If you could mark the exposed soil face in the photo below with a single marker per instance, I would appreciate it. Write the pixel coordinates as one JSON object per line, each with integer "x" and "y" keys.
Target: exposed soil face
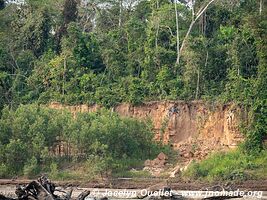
{"x": 253, "y": 185}
{"x": 194, "y": 128}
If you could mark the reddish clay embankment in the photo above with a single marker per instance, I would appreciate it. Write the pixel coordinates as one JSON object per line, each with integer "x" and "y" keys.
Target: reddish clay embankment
{"x": 194, "y": 128}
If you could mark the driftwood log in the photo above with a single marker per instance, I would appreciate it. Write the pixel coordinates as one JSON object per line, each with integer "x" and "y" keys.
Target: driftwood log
{"x": 43, "y": 189}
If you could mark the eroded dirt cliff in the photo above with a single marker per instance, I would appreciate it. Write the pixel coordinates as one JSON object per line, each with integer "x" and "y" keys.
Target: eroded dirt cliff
{"x": 179, "y": 122}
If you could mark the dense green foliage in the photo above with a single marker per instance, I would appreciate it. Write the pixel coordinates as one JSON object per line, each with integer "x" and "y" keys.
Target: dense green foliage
{"x": 29, "y": 134}
{"x": 233, "y": 165}
{"x": 112, "y": 51}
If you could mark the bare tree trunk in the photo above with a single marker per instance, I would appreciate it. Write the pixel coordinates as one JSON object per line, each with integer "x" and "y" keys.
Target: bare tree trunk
{"x": 194, "y": 19}
{"x": 177, "y": 34}
{"x": 198, "y": 77}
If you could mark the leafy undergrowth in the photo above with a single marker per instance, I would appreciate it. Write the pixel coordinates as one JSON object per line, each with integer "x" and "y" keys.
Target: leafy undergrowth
{"x": 233, "y": 165}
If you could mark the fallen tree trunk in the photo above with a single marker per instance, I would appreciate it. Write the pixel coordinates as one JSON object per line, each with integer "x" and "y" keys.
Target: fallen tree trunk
{"x": 42, "y": 189}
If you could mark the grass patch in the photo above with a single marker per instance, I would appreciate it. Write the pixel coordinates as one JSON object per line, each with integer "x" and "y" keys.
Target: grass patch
{"x": 233, "y": 165}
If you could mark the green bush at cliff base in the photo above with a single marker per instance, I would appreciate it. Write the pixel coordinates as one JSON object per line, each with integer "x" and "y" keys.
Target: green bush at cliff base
{"x": 233, "y": 165}
{"x": 101, "y": 142}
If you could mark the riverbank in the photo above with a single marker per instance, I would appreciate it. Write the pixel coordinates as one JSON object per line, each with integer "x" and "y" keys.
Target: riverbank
{"x": 141, "y": 183}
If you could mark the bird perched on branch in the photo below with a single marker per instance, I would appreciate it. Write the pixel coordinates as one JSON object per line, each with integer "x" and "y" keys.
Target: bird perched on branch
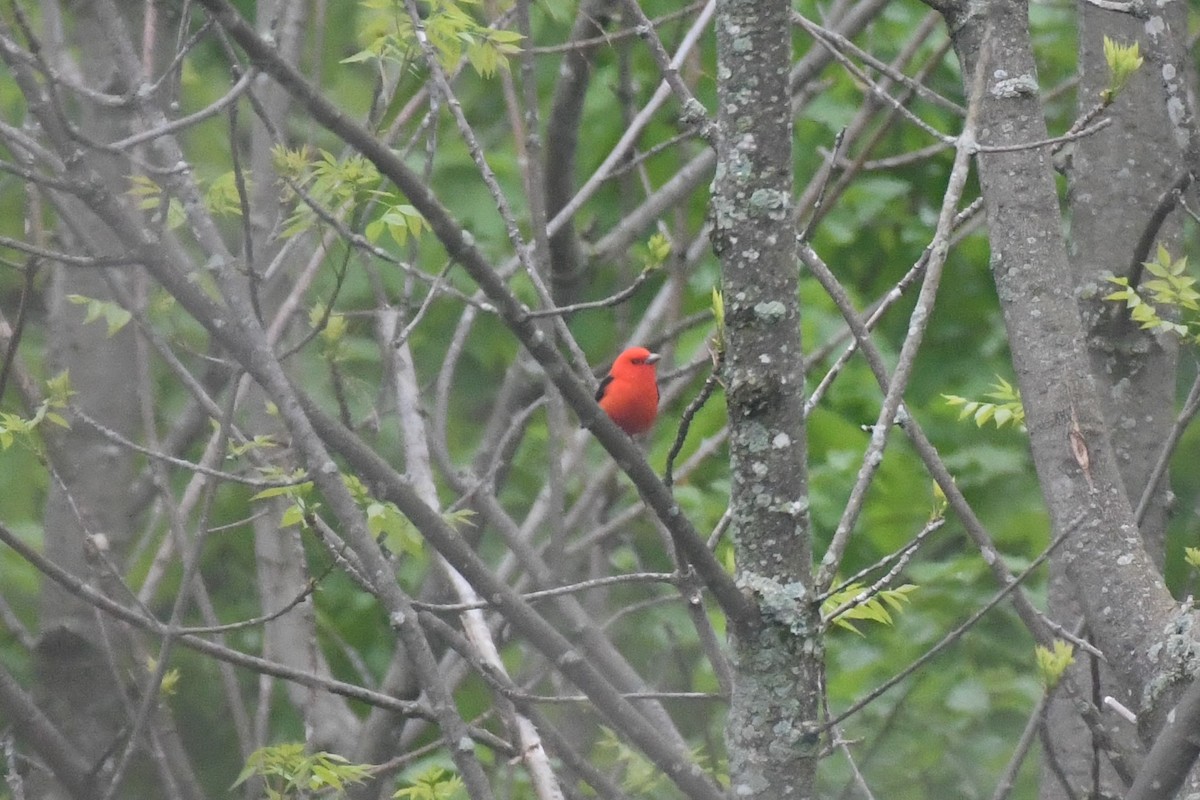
{"x": 629, "y": 394}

·····

- Task directions -
Looking at the entries above, copy out every line in which "below" occurs.

- Solution for this exercise -
If you could mark the exposed soil face in the photo below with a single marker per instance, I would appreciate it. Write the pixel coordinates as one JSON object per line, each with integer "x" and "y" keys.
If you could mark the bird perched on branch in the photo below with a single marker per instance, I would appreciate it. Write the pixel coordinates as one JSON object per line, each with integer "x" and "y" keys.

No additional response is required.